Give an exact reproduction of all the lines in the listing.

○ ○ ○ ○ ○ ○ ○

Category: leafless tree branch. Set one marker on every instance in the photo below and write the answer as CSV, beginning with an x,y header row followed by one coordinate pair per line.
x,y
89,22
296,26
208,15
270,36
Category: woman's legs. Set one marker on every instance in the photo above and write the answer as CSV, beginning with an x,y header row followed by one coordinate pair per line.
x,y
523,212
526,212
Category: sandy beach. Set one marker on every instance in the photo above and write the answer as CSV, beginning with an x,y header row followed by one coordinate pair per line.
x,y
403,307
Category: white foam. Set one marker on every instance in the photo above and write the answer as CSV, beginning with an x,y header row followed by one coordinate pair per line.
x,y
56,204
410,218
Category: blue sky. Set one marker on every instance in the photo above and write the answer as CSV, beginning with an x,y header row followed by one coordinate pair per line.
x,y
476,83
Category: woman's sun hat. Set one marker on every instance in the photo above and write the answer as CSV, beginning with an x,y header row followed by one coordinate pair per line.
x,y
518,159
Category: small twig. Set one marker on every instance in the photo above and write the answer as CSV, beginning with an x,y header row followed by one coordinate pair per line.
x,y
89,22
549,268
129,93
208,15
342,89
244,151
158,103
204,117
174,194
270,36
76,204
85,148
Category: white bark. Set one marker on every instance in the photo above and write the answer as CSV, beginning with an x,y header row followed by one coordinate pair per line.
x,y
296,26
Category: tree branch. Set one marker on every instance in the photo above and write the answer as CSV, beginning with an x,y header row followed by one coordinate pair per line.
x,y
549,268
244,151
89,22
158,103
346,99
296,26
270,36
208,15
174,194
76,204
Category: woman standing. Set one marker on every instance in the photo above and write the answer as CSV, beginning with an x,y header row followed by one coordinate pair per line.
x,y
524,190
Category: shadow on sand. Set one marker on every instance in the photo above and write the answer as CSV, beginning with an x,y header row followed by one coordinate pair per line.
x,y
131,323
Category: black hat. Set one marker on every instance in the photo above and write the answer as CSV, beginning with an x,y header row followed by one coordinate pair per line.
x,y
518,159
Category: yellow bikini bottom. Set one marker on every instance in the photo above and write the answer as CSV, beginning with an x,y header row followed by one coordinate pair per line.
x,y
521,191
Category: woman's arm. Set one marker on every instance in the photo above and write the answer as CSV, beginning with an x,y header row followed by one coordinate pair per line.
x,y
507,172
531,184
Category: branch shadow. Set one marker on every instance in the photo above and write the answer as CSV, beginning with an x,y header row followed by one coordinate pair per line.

○ ○ ○ ○ ○ ○ ○

• Answer below
Category: leafless tree branch. Set one marker on every instance in the photo below and write the answer as CSV, beginning with an x,y header row followed by one coordinate pair per line.
x,y
89,22
296,26
208,15
270,36
Category: woman's legs. Set one marker on every instance in the photo above and write the answer as CSV, beginning with an x,y header row followed by one coordinate pair per line.
x,y
523,212
526,212
Category: sandy beach. Set one marker on every instance in the photo above and write the answer as CSV, beginning with an x,y header row followed by one coordinate pair per line.
x,y
403,307
Category: white foam. Set one marker on every instance in the photo above and write the answer as CSV, beginning with an x,y header row followed by one coordinate pair per line.
x,y
56,204
410,218
Category: blue sky. Set one marker on every instance in the photo above and write the answer as CSV, beginning with an x,y header row followed by one coordinate pair per line.
x,y
476,83
Category: woman's sun hat. Set one marker on every instance in the photo above and write the answer as CSV, beginning with an x,y header row followed by one coordinate pair per line.
x,y
518,159
Category: small twig. Set one marker on every instance in the photo above and write the answer as CSV, beginning with an x,y header row followed by one coordinate pair per line.
x,y
89,22
549,268
129,93
208,15
342,89
244,151
158,103
204,117
174,194
270,36
76,204
85,148
Category: white bark. Set one marker on every instance in the photo above and write the answer as CSV, beginning with an x,y header row followed by one coordinate pair per line.
x,y
296,26
Category: tree branch. Set one marker on every instance in the photo above and write the answer as CSV, beginning with an x,y header row followed by one coordinate pair per line.
x,y
549,268
244,151
89,22
158,103
346,99
296,26
270,36
208,15
174,194
76,204
Category: woman standing. Set one marker on every instance in the photo above and write the answer as CSV, beginning with an x,y header row followed by one coordinate pair per line.
x,y
524,190
Category: shadow on sand. Set one marker on every instance in the photo above and write the answer as CSV, beginning with an x,y header row followed by one coordinate pair per line.
x,y
131,323
Category: black hat. Set one marker on every instance in the photo above and write the answer as CSV, beginning with an x,y header row followed by one coordinate pair per line.
x,y
518,159
Category: yellow bikini bottom. Set one marker on every instance in the photo above and write the answer as CSV, beginning with an x,y header row followed by one coordinate pair per line.
x,y
521,191
Category: woman's arm. Set one marker on every instance in the photo above and write the answer as CSV, beginning with an x,y header row followed by one coordinate pair per line.
x,y
507,172
531,184
Category: branch shadow. Set one marker on every instance in the photo above and write the answer as CSV, beginning with an x,y header row followed by one coordinate pair per line.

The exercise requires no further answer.